List every line of the data that contains the word "stretcher".

'''

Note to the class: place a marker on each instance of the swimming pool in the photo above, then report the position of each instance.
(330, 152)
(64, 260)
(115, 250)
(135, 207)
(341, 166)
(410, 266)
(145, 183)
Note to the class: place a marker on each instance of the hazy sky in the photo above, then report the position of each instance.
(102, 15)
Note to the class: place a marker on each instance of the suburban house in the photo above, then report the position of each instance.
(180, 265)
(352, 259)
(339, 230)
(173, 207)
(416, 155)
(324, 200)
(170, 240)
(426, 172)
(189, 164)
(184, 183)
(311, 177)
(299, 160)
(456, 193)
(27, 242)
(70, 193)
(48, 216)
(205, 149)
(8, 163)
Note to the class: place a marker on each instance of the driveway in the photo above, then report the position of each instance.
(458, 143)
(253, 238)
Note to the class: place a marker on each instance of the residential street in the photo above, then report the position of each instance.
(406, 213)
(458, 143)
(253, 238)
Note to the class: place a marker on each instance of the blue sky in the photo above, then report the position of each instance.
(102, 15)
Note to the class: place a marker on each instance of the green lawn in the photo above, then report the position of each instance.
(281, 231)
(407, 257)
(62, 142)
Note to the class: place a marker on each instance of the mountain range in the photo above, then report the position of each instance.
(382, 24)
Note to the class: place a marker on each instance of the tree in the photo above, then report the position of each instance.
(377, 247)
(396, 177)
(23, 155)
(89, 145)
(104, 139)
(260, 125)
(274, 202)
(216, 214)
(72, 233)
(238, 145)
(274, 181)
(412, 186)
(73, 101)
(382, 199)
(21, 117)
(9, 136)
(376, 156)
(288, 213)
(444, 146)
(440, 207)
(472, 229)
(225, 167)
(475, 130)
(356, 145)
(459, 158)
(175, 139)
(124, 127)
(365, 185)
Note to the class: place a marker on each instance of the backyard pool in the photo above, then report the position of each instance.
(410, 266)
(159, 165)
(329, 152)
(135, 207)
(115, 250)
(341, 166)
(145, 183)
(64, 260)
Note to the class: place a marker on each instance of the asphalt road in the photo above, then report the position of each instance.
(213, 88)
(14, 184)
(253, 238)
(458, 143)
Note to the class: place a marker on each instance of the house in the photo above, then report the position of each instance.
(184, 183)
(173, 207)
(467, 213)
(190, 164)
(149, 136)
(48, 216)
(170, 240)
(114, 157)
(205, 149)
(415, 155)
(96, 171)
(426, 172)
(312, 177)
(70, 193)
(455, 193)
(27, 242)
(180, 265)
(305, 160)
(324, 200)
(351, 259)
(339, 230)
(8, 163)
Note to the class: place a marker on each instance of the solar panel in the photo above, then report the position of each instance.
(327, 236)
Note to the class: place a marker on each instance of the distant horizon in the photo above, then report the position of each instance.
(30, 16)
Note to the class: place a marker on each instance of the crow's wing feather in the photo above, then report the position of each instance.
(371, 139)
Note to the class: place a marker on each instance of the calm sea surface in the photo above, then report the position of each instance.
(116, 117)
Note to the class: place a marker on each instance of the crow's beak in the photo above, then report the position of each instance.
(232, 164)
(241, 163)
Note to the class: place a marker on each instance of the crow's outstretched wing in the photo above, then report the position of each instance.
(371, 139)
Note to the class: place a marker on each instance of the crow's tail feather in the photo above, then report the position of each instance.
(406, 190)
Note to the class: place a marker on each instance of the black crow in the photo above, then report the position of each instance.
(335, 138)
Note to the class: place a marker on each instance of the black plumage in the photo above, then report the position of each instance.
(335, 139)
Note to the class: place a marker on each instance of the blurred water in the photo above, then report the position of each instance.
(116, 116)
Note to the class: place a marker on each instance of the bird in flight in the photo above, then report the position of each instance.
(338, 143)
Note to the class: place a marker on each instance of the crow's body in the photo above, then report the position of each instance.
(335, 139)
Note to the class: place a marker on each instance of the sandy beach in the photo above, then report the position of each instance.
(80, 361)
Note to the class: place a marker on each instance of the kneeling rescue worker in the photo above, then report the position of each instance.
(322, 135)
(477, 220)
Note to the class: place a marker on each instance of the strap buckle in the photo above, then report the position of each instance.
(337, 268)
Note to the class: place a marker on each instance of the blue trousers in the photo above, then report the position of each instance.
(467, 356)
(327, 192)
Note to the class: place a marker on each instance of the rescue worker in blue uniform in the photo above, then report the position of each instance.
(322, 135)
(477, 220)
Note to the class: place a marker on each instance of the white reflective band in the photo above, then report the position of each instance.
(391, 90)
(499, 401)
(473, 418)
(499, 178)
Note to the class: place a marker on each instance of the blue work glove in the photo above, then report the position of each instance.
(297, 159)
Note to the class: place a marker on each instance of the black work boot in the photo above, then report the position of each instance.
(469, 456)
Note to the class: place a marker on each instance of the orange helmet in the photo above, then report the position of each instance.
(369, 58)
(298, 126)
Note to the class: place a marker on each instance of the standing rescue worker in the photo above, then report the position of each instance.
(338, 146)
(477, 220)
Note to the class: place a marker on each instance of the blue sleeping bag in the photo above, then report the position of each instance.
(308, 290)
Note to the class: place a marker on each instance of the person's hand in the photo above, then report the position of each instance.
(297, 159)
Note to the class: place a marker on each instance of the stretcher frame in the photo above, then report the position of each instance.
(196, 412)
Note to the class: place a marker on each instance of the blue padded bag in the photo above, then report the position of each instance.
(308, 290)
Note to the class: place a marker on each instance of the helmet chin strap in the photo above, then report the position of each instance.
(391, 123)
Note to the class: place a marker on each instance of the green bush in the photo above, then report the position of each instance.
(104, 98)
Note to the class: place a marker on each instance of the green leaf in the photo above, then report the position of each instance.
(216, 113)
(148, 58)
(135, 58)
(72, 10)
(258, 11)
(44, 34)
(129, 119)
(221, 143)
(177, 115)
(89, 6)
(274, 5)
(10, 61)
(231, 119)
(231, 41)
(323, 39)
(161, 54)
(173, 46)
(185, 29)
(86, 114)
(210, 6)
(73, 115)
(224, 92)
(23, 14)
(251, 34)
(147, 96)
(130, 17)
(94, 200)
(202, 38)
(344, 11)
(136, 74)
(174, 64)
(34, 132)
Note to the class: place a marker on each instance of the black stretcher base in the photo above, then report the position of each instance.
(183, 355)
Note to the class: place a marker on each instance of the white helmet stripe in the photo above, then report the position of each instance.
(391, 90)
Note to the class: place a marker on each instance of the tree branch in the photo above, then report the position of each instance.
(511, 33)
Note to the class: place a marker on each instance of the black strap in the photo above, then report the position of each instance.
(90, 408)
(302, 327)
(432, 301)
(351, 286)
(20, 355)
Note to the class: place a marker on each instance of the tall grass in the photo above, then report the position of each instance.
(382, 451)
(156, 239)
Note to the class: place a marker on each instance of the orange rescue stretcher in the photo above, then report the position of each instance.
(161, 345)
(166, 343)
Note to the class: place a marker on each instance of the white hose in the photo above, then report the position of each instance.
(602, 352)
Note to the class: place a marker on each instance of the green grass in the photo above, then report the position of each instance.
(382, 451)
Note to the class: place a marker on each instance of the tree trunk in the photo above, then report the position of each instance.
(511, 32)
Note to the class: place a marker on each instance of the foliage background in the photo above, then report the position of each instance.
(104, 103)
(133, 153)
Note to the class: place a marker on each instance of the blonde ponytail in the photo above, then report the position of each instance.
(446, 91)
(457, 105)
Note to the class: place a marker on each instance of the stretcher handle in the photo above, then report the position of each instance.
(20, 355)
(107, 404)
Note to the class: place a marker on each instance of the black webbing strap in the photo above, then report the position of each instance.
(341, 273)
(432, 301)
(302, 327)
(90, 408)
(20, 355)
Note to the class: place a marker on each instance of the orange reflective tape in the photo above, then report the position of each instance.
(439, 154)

'''
'''

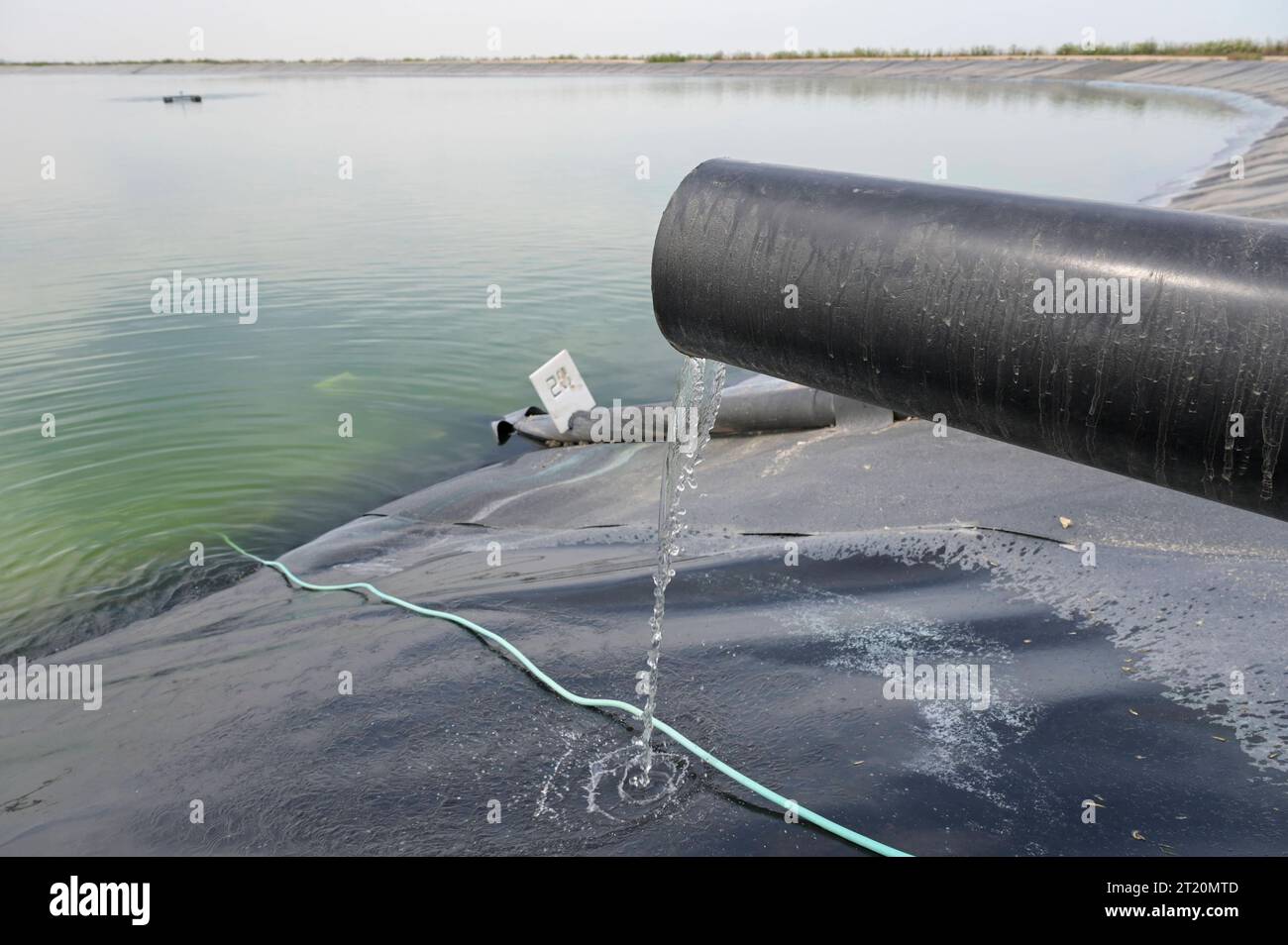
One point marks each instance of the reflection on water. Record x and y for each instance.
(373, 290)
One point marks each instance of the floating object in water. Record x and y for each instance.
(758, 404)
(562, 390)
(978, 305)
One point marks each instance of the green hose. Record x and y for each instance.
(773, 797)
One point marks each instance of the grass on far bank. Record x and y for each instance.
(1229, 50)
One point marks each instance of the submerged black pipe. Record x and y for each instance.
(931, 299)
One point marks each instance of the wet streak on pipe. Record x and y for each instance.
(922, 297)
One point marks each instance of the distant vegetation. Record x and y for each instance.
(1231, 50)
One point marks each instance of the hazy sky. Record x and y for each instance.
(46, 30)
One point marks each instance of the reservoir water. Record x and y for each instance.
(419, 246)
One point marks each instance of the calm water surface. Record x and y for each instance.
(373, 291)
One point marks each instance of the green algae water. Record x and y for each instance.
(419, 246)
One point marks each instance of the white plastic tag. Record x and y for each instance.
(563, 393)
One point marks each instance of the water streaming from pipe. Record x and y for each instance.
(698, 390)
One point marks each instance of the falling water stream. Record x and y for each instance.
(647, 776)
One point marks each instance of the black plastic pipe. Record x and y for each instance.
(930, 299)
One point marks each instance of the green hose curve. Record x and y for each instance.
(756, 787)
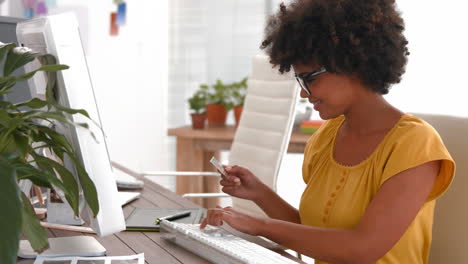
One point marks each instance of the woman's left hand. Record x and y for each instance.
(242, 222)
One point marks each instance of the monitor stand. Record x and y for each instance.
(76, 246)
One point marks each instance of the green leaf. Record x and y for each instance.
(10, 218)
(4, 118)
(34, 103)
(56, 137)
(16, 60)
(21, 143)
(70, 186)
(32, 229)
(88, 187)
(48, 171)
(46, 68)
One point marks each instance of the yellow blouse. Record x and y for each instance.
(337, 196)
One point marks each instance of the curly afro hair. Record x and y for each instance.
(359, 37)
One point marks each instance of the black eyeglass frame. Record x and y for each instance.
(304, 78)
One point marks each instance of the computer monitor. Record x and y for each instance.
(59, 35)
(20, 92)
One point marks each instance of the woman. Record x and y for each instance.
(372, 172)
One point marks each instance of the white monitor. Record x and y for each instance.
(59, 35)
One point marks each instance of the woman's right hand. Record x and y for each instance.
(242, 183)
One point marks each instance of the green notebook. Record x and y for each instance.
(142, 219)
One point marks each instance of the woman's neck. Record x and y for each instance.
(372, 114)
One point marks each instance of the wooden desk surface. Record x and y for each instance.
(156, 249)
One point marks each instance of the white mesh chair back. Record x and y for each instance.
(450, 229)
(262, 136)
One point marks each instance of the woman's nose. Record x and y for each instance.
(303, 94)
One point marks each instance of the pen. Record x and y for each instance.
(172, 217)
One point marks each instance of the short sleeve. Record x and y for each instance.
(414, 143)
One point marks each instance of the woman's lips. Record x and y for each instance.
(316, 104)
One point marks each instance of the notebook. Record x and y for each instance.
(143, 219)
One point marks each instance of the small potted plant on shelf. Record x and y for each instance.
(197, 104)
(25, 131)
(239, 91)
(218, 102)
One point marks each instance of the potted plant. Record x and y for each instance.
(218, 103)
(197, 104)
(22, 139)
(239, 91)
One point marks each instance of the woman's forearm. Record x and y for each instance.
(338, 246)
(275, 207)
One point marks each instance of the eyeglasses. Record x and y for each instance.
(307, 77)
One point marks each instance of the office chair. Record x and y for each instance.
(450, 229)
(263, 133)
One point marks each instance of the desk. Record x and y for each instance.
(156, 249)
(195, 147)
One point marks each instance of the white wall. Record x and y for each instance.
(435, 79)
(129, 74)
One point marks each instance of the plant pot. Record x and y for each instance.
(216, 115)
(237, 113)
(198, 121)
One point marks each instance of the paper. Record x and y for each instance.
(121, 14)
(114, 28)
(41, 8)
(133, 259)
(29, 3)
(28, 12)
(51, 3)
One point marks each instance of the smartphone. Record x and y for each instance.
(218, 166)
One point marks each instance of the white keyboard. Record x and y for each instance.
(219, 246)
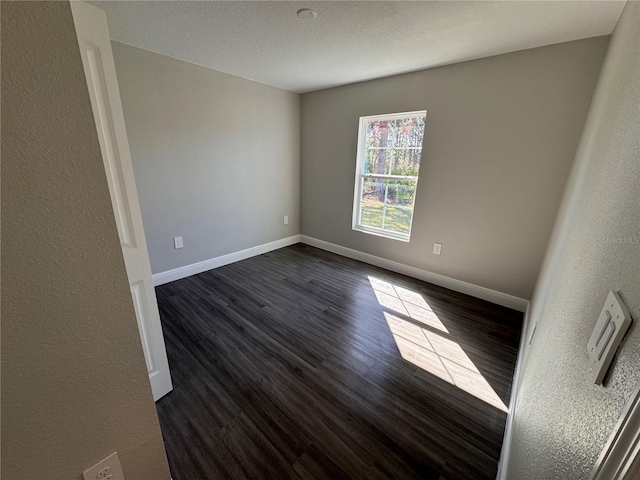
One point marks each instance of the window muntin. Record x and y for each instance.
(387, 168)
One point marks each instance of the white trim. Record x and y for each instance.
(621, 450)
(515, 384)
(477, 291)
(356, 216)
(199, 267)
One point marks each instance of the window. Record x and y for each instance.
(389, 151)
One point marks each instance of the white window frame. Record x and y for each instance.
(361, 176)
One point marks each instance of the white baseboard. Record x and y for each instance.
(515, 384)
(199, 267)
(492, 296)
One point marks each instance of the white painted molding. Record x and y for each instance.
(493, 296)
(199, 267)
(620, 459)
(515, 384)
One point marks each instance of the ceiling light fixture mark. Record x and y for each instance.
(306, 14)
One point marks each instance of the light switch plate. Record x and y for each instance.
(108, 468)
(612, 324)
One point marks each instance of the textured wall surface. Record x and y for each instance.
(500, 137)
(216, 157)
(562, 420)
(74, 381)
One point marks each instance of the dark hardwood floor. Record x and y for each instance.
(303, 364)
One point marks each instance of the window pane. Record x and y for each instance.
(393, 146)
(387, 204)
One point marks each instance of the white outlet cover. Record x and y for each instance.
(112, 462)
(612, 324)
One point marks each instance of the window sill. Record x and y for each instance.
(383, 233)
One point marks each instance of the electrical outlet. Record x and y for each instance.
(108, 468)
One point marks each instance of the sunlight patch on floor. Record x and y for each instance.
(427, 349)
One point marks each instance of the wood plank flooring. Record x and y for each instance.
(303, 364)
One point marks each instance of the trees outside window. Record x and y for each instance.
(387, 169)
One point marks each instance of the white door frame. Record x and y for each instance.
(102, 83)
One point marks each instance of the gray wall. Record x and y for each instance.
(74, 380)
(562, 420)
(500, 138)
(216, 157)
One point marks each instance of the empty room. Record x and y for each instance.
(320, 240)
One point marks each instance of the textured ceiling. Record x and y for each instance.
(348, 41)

'''

- [ANSWER FOR THE TASK]:
Note to the class: place a marker on each instance of the stretcher frame in the photo above, then report the position of each instance.
Note to the class: place a marker on each instance of the black stretcher base in the photo above, then report the position of each instance.
Note to the class: place a marker on each instance of the orange rescue stretcher in the photo above, then report the position of each instance.
Note to the class: place a marker on each instance of the stretcher handle in the photo above, then report the position of each instance.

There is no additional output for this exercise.